| Tasks to complete |
[1] According to the text on nursing home subvention regulations, on what date did the Tánaiste sign the amendment regulations?
[2] Resume the text on nursing home subvention regulations after its last sentence and keep writing.

| Document text |
The HSE continues to retain the discretion to impute an income of 5% of the estimated market value of the principal residence of an applicant for subvention, unless the residence is occupied by a spouse or a son or daughter aged less than 21 years or in full-time education or in receipt of the disabled person's maintenance allowance, blind person's pension, disability benefit, invalidity pension or old age non-contributory pension and generally does so save in exceptional circumstances. However, the residence value above which the HSE may automatically refuse to pay a subvention has been increased substantially, as outlined, to take account of increased property values.

The amendment regulations were signed by the Tánaiste on 14 December 2005 and were effective in law from that date. Under section 14 of the Health (Nursing Homes) Act 1990, once the regulations are made, they must be laid before each House of the Oireachtas, either of which can pass a resolution to annul the regulations within the next 21 days on which the House sits.

| Dataset records |
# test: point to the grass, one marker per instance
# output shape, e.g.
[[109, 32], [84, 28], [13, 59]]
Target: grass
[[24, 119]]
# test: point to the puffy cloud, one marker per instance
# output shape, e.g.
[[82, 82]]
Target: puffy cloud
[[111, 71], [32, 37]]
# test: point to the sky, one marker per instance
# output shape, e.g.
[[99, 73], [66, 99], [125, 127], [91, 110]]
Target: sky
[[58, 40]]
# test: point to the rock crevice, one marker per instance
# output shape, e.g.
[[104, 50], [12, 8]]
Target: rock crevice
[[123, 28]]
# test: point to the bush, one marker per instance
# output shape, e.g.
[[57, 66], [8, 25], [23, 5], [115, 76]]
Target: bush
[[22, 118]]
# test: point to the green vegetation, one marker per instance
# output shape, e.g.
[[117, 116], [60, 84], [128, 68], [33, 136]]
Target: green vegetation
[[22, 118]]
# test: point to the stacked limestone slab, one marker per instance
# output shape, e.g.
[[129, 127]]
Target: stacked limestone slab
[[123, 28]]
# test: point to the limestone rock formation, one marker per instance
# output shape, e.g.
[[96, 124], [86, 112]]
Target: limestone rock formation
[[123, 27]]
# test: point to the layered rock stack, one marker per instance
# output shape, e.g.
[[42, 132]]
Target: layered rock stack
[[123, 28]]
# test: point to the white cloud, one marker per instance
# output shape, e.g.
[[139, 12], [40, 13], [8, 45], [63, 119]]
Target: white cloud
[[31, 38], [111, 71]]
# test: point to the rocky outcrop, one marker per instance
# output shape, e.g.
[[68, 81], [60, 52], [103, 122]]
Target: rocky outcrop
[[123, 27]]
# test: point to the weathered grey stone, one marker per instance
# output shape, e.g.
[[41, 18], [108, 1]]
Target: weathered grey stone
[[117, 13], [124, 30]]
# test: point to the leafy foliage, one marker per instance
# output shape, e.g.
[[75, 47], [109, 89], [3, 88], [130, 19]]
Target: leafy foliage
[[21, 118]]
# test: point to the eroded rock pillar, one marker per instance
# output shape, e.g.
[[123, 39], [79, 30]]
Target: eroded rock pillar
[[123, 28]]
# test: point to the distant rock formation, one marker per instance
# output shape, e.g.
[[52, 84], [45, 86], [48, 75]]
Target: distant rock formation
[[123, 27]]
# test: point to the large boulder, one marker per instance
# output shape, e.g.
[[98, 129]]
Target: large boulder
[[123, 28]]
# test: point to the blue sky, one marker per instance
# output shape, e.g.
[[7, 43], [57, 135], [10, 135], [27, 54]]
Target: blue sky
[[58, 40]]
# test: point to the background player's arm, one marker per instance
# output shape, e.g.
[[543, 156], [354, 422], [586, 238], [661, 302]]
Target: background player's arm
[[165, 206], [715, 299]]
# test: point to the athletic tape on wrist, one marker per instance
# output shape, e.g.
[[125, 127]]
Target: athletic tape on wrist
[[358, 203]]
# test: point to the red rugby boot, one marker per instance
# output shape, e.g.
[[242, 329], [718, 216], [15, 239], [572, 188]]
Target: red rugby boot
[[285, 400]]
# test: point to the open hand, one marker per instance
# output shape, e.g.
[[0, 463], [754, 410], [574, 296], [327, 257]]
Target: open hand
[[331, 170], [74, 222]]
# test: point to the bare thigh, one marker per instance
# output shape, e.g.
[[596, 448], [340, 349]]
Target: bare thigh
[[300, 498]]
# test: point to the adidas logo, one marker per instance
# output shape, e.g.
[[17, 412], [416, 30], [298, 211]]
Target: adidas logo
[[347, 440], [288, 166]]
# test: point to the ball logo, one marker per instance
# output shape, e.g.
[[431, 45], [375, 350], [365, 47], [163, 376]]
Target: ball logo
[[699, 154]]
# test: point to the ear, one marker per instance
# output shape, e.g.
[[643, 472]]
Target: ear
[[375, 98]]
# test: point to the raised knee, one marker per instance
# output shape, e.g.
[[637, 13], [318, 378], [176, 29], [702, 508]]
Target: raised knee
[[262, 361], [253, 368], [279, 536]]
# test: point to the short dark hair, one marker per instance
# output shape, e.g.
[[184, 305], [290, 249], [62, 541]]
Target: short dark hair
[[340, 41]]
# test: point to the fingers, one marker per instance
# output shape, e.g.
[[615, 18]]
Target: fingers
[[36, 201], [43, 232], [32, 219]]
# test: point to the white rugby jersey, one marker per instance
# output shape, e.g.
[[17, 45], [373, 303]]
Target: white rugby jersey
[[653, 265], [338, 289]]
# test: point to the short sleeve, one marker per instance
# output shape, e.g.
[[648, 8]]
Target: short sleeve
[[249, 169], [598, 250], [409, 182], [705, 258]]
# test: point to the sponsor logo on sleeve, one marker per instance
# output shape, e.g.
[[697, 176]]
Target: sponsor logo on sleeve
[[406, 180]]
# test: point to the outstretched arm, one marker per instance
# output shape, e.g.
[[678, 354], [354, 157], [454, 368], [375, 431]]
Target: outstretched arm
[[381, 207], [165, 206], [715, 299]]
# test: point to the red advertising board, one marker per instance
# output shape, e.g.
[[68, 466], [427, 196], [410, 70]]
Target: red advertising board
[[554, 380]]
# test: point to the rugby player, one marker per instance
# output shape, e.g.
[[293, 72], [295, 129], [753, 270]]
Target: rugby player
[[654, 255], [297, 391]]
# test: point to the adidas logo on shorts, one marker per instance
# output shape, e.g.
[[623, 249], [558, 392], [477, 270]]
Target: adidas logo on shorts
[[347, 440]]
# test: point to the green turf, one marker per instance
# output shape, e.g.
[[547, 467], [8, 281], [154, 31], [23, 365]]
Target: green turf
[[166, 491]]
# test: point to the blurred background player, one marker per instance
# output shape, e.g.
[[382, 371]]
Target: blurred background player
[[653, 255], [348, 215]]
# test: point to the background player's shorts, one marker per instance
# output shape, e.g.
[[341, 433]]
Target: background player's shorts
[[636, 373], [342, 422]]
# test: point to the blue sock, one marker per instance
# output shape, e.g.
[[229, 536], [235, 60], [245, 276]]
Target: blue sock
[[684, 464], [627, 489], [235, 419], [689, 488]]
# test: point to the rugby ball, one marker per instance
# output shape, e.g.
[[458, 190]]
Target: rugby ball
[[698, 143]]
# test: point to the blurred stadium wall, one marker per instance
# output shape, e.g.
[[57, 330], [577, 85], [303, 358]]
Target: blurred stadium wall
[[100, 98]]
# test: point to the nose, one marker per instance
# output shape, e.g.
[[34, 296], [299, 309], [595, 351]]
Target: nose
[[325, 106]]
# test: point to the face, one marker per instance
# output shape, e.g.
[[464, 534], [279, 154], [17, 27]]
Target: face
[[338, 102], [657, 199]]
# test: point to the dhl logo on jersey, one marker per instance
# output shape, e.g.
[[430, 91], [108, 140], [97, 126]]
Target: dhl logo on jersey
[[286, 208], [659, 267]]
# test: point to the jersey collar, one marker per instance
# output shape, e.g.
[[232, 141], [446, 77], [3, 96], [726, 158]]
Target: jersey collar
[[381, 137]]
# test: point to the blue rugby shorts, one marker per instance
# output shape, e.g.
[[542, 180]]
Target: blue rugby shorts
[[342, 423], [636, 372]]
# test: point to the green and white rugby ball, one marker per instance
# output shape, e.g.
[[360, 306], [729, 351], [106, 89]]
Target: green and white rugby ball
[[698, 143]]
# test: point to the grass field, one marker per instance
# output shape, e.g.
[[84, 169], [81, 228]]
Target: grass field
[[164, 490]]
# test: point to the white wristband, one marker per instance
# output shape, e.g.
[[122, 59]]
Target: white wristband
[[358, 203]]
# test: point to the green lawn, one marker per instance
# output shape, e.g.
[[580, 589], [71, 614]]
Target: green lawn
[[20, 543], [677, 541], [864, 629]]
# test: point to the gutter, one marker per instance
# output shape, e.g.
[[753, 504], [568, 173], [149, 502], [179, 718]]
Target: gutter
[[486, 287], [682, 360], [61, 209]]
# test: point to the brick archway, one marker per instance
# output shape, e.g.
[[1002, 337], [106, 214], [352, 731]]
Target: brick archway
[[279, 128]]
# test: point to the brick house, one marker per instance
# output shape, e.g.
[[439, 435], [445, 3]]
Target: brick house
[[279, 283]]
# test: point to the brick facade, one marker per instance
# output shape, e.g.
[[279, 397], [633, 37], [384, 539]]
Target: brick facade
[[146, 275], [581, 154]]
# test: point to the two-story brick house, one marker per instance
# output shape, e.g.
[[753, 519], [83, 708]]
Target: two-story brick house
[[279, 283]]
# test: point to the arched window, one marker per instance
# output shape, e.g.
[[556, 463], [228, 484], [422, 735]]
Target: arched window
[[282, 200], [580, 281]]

| Answers below |
[1] 14 December 2005.

[2]
Following the publication of the Mercer report on the future financing of long-term care in Ireland, a working group chaired by the Department of the Taoiseach and comprising senior officials from the Departments of Finance, Health and Children and Social and Family Affairs was established. The objective of this group was to identify the policy options for a financially sustainable system of long-term care, taking account of the Mercer report, the views of the consultation that was undertaken on that report and the review of the nursing home subvention scheme by Professor Eamon O'Shea. The report of the group has been submitted to Government.